Goal of the exercise:
Return the stretch from the start of the entries through the line that contains "[(187, 219), (268, 117), (240, 112)]", copied line for line, leaving out the pictures.

Information provided:

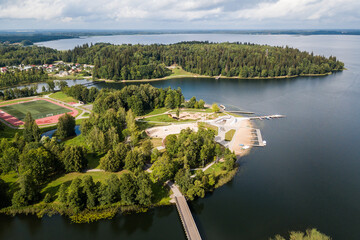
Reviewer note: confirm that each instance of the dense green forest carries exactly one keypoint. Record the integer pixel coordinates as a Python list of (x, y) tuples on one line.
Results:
[(130, 62), (11, 55), (14, 78), (212, 59)]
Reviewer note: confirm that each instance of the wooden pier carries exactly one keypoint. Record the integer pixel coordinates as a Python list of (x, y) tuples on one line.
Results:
[(187, 219), (268, 117), (240, 112)]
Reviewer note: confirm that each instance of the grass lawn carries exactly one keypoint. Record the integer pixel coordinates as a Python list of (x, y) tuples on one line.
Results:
[(145, 125), (178, 71), (229, 135), (9, 132), (62, 97), (93, 158), (205, 110), (14, 101), (157, 142), (38, 109), (53, 186), (209, 126)]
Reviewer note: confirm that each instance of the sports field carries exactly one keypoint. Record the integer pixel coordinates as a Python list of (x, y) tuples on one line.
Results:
[(38, 109)]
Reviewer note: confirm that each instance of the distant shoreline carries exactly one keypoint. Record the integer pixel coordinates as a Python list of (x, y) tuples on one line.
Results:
[(214, 77)]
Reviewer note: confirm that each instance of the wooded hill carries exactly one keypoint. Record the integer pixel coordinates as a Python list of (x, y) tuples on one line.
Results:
[(130, 62)]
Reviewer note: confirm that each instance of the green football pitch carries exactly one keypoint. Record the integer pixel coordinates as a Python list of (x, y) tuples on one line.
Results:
[(38, 109)]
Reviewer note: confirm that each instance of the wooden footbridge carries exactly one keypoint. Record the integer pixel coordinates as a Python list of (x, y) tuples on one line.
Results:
[(187, 220)]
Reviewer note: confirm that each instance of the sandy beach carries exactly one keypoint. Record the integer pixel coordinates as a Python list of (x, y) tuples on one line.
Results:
[(242, 137)]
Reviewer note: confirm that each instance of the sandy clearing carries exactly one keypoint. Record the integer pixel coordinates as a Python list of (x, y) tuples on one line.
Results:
[(163, 131), (242, 137)]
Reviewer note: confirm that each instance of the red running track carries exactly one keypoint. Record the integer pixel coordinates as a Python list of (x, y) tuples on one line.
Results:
[(41, 121)]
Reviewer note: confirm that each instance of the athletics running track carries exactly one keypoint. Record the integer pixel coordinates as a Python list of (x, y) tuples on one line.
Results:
[(41, 121)]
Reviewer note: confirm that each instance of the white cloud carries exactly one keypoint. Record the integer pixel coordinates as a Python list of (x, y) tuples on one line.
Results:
[(298, 9), (67, 10), (35, 9), (225, 12)]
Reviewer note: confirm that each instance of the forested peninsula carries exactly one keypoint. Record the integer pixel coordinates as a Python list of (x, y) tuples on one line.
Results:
[(105, 169), (136, 62)]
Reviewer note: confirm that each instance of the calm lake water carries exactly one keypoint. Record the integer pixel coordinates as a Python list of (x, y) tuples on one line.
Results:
[(306, 177)]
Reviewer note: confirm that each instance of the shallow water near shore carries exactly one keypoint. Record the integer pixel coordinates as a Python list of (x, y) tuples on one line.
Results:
[(306, 177)]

Result of the exercise:
Reviewer note: confirm that each instance of the dense green forest carries exactly one keypoint. Record the integer pixel coordinates as a Python list of (x, y) tuples on one line.
Results:
[(130, 62), (11, 55), (14, 78), (212, 59)]
Reviewer note: confirm that each instance of the wooden pier carries exactly one keypoint. Record the integer pixel coordinates as a Python list of (x, y) tuples on one line.
Results:
[(187, 219), (268, 117), (240, 112)]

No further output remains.